▶ [Activity]
Pull every line that holds the word "range" from the entries.

START Listed entries

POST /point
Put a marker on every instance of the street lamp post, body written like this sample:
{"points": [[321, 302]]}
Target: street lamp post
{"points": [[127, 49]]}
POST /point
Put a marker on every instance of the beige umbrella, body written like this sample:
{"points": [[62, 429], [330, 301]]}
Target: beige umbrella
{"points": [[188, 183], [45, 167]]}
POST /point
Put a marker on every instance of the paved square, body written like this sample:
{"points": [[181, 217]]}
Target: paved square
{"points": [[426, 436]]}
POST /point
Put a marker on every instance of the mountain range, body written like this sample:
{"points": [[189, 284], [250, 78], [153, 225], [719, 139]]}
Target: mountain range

END Listed entries

▶ [Task response]
Put a marker on every instance of the mountain range, body written like this sample:
Target: mountain range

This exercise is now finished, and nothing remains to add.